— JOUW OPDRACHT —
Schrijf alle items hieronder letterlijk over, zonder iets te veranderen.

---*---

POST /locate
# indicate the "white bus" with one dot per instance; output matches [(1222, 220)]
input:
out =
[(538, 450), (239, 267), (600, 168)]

---*---

— ANTWOORD OP OPDRACHT —
POST /locate
# indicate the "white bus" with one dot per instance; output matches [(1222, 220)]
input:
out =
[(538, 450), (239, 267), (600, 168)]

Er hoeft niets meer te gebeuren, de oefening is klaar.